● EXERCISE 1
In the post on utility customer transparency, what share of U.S. consumers are concerned about rising energy bills?
● EXERCISE 2
Copy out the stretch of the entries from the line containing "Flashcard prompt: The tall" through the end of the entries, keeping every line and offsetting each bounding-box coordinate by -118.

● TEXT SECTION
====
Customer Engagement

Transparency is Key: Utility Customers Want To Know

Amber Mullaney blog author Amber Mullaney
Transparency is Key: Utility Customers Want to Know

In January, EY released its Outlook 2025: Four Themes Empowering Utilities report. As the name implies, the report looks at themes challenging electric utilities, namely balancing the increased demand driven by rapid AI and data center developments, supply chain and tariff challenges, and increased extreme volatile weather events, with utility customer satisfaction. Notably, the report noted that 2/3 of U.S. consumers are concerned about rising energy bills and feel unable to absorb even a 10% increase in costs.

The bad news? Rising demand has risen 13% between 2022-25, and that figure promises to increase. The good news? Demand flexibility programs like virtual power plants, demand response, and EV charging programs have proven successful. For example, the State of Demand Flexibility Programs and Rates from the Energy Markets & Policy Berkley Lab found an average savings of approximately $39 per KW across 15 Wi-Fi thermostat programs.

These demand flexibility programs require one incredibly important resource: customer enrollment and participation. Utility customers want affordable, reliable service, and they want to know their options. Earning a customer’s trust is crucial to securing the customer engagement needed to develop your demand flexibility programs, while defraying high market costs, mitigating costly infrastructure upgrades, and enhancing grid resiliency.

Why Utility Customer Service Matters: Developing Your Demand Flexibility Programs

Demand flexibility programs leverage distributed energy resources (DERs) like solar, battery energy storage systems (BESS), electric vehicles and EVSE chargers, and smart home devices like thermostats and water heaters. Through the use of a distributed energy resource management system (DERMS), utilities can aggregate these otherwise disparate resources for use in several customer programs designed to conserve energy through concerted load shifting or redistributed communally generated resources.

Types of Demand Flexibility Programs

There are several types of demand flexibility programs, and multiple ways to manage them. A Grid DERMS manages utility-held DER assets like solar or battery installations, while Grid-Edge DERMS aggregates behind-the-meter DER assets found in places like residential, commercial, and industrial properties. Currently, challenges with supply chains and tariffs are confounding efforts to deploy grid-scale renewable energy assets, a process further upset by a lengthy grid interconnection queue. By contrast, Grid-Edge DERMS leverage DER assets already found in communities.

Demand flexibility initiatives like demand response or EV charging programs work to conserve energy by shifting temperature set points to decrease usage or to shift charging times to off-peak periods of usage. Likewise, through programs like V2G charging, battery programs, or by accessing solar inverters, utilities can access excess ambient renewable energy, redistributing that energy to help repower the grid. In both cases, utilities benefit by decreasing energy consumption during peak periods of usage, lowering energy market costs, and strengthening energy security.
====
● DATA
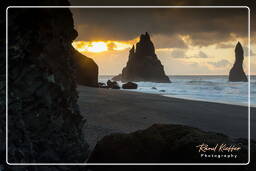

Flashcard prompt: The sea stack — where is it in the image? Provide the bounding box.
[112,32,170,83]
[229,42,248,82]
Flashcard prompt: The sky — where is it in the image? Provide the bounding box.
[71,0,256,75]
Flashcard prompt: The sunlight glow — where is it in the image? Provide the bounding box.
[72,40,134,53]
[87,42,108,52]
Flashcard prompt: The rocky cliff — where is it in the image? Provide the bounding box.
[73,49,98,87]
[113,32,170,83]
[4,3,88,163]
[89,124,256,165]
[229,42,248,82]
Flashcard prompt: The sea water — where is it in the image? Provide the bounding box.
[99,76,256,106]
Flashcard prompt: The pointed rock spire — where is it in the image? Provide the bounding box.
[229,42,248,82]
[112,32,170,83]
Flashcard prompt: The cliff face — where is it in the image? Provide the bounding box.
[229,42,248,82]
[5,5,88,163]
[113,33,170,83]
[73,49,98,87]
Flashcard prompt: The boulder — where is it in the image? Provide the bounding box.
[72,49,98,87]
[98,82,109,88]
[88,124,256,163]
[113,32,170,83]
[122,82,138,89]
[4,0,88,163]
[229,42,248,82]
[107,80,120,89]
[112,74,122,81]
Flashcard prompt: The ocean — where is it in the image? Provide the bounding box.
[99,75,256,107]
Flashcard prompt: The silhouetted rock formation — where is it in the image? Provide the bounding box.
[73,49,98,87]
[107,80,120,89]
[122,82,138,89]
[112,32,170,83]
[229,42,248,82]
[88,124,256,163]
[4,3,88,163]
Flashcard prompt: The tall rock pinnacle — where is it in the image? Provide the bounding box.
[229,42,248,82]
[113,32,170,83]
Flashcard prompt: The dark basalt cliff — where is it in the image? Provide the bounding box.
====
● WRITTEN SOLUTION 1
Two-thirds

● WRITTEN SOLUTION 2
Flashcard prompt: The tall rock pinnacle — where is it in the image? Provide the bounding box.
[111,-76,130,-36]
[-5,-86,52,-35]
Flashcard prompt: The dark basalt cliff — where is it in the image? Provide the bounding box.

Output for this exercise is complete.